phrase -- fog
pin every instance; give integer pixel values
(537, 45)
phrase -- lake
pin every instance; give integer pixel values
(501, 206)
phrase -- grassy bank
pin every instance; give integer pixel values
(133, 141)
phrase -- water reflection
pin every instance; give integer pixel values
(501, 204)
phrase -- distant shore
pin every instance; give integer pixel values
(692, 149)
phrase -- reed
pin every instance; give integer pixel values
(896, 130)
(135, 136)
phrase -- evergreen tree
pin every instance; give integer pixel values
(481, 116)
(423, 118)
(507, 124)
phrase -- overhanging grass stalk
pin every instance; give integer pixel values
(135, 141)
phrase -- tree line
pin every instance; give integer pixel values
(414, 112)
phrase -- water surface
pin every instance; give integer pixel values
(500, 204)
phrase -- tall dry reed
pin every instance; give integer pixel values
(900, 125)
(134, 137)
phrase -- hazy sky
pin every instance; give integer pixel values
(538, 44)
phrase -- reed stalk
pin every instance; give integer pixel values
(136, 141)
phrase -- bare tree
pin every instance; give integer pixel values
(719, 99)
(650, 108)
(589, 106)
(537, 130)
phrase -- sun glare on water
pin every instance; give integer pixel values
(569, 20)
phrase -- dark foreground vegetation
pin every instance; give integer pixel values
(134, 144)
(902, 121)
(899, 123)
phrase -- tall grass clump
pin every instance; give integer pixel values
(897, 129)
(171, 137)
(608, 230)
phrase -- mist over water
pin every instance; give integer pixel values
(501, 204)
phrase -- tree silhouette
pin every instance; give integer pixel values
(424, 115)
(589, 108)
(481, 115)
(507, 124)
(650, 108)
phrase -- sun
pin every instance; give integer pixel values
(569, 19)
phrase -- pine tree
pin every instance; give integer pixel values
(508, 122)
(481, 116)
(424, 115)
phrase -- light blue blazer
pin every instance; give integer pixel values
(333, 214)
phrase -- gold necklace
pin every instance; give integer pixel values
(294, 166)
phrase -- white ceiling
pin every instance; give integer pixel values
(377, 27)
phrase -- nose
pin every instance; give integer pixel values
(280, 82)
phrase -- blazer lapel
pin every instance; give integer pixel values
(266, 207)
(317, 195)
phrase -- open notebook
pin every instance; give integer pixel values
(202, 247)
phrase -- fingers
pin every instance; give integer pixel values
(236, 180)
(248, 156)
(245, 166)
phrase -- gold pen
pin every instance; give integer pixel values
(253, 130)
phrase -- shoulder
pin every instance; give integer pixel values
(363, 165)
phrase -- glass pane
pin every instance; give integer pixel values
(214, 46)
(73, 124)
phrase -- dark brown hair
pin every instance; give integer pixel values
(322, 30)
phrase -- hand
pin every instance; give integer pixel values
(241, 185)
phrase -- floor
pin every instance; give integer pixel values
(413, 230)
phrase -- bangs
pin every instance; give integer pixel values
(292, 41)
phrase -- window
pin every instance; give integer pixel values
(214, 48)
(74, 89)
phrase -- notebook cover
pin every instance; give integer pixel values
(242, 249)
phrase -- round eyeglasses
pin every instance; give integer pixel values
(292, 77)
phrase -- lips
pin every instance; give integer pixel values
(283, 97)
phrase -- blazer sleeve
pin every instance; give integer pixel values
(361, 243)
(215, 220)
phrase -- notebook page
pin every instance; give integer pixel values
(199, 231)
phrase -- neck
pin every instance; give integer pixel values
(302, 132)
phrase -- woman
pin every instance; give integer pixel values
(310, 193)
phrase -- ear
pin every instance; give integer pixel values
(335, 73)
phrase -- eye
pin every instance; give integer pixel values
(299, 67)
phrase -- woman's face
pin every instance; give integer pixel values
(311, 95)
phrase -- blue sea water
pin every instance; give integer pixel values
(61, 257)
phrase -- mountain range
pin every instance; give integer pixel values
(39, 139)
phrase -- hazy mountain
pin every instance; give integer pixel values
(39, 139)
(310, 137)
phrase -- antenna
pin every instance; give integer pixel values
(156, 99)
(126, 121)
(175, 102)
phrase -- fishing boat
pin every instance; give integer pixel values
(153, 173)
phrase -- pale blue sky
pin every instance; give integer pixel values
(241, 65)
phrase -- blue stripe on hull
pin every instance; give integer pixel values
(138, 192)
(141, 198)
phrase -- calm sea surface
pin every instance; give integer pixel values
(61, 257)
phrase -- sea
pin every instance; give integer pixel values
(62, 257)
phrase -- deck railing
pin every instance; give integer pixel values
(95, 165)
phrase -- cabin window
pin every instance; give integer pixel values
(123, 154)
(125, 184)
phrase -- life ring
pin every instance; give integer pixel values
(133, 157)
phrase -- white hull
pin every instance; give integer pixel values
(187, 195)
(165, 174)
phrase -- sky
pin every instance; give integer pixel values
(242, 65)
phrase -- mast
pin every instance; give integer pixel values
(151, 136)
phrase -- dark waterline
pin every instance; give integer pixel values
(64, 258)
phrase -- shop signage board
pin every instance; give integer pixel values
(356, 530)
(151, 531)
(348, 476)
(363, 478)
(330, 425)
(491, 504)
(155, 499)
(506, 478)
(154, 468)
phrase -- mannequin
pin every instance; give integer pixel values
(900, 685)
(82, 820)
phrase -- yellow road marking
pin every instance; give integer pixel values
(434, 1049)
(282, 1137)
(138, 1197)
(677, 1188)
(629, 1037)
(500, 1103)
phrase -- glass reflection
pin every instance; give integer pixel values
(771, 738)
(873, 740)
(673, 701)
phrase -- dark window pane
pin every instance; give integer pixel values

TASK TO COMPLETE →
Please restate the data word for word, every record included.

COMPLETE ANSWER →
phrase -- fog
pin every instance; give integer pixel values
(537, 45)
phrase -- lake
pin every instance; give integer pixel values
(501, 206)
phrase -- grassy bank
pin every instance; give integer pixel values
(133, 141)
phrase -- water reflection
pin every instance; give integer pixel values
(501, 204)
phrase -- distant shore
pin every instance; give integer pixel values
(692, 149)
phrase -- reed
pin every instance; give integer pixel values
(896, 130)
(135, 136)
phrase -- evergreen tree
pin every instance; give integer pixel values
(481, 116)
(423, 118)
(507, 124)
phrase -- overhanging grass stalk
pin every instance; give integer pixel values
(135, 141)
phrase -- tree line
pin every instance; give integer pixel values
(414, 112)
phrase -- water surface
pin every instance; give integer pixel values
(500, 204)
phrase -- tall dry reed
pin every instance; give integer pixel values
(900, 125)
(134, 137)
phrase -- hazy sky
pin every instance; give integer pixel values
(538, 44)
phrase -- reed stalk
pin every instance; give integer pixel values
(136, 141)
phrase -- bare tree
pin every instance; give integer pixel values
(719, 99)
(650, 108)
(589, 106)
(537, 130)
phrase -- sun glare on water
pin every instance; give integer pixel values
(569, 20)
phrase -- dark foreground vegetation
pin every instance; give integer pixel values
(134, 144)
(902, 121)
(899, 123)
phrase -- tall grass clump
pin every instance; give integer pixel values
(897, 129)
(171, 137)
(608, 230)
phrase -- mist over water
pin every instance; give integer pixel values
(501, 204)
phrase -- tree silhouette
pin every instance; give integer pixel values
(424, 115)
(589, 108)
(481, 115)
(507, 124)
(650, 108)
phrase -- sun
pin every instance; give integer pixel values
(569, 19)
phrase -- pine tree
pin every instance; give integer pixel values
(508, 122)
(481, 116)
(424, 115)
phrase -- light blue blazer
pin every instance; give integer pixel values
(333, 214)
phrase -- gold necklace
pin every instance; give integer pixel values
(294, 166)
phrase -- white ceiling
pin every instance; give integer pixel values
(377, 27)
phrase -- nose
pin every instance; give integer pixel values
(280, 82)
phrase -- blazer lapel
pin every instance; give integer pixel values
(266, 207)
(317, 195)
phrase -- open notebook
pin every instance; give integer pixel values
(202, 247)
phrase -- fingers
pin every instance; give integer pixel values
(236, 180)
(248, 156)
(245, 166)
phrase -- gold pen
pin every instance; give integer pixel values
(253, 130)
phrase -- shoulder
pin every instance; give integer pixel values
(363, 165)
phrase -- glass pane
pin every instance; give integer pixel values
(214, 46)
(73, 124)
phrase -- dark brown hair
pin every instance; give integer pixel values
(322, 30)
phrase -- hand
pin every instance; give integer pixel values
(241, 185)
phrase -- floor
pin every instance; give integer pixel values
(413, 230)
phrase -- bangs
pin every instance; give integer pixel values
(292, 41)
phrase -- window
pin every instance; give integer pixel values
(214, 48)
(74, 89)
phrase -- notebook cover
pin every instance; give integer pixel values
(242, 249)
phrase -- round eyeglasses
pin every instance; give integer pixel values
(292, 77)
phrase -- lips
pin every instance; give integer pixel values
(283, 97)
phrase -- blazer sleeve
pin every instance; give integer pixel values
(361, 243)
(215, 220)
phrase -- notebook page
pin every instance; give integer pixel values
(199, 231)
phrase -- neck
pin every instance; give integer pixel values
(302, 132)
phrase -- woman
pin every instance; give integer pixel values
(310, 193)
phrase -- ear
pin every instance; give integer pixel values
(335, 73)
phrase -- eye
pin every instance; give integer pixel values
(299, 67)
phrase -- woman's face
pin every instance; give integer pixel values
(311, 95)
phrase -- blue sea water
pin every instance; give integer pixel values
(61, 257)
phrase -- mountain range
pin every instance; give integer pixel values
(39, 139)
phrase -- hazy mountain
pin every instance; give integer pixel values
(39, 139)
(310, 137)
phrase -- antenna
pin every instance; give integer pixel values
(156, 99)
(126, 121)
(175, 102)
phrase -- fishing boat
pin every instance; give integer pixel values
(153, 173)
phrase -- pale blue sky
pin every instance; give integer pixel values
(241, 65)
phrase -- blue stripe on hull
pin every instance; give integer pixel values
(138, 192)
(141, 198)
phrase -- calm sea surface
pin every instance; give integer pixel values
(61, 257)
phrase -- sea
pin every instance; give integer pixel values
(62, 257)
phrase -- deck railing
pin every instance; give integer pixel values
(95, 165)
phrase -- cabin window
pin every instance; give integer pixel values
(123, 154)
(125, 184)
phrase -- life ring
pin every instance; give integer pixel values
(133, 157)
phrase -- white hull
pin every instance; give integer pixel values
(187, 195)
(165, 174)
phrase -- sky
pin every instance; give integer pixel values
(242, 65)
phrase -- mast
pin every instance; give integer pixel values
(151, 136)
phrase -- dark waterline
pin every instance; give integer pixel values
(64, 258)
phrase -- shop signage board
pin every instance; give integer pixel values
(356, 530)
(151, 531)
(348, 476)
(363, 478)
(330, 425)
(491, 504)
(155, 499)
(506, 478)
(154, 468)
phrase -- mannequin
pin every instance; give integer pixel values
(900, 685)
(82, 820)
phrase -- yellow road marking
pin every instance; give integer pixel values
(434, 1049)
(282, 1137)
(138, 1197)
(677, 1188)
(629, 1037)
(500, 1103)
phrase -- glass reflection
pin every instance; give integer pixel values
(771, 738)
(873, 740)
(673, 701)
phrase -- dark window pane
pin every instance; give integer pixel values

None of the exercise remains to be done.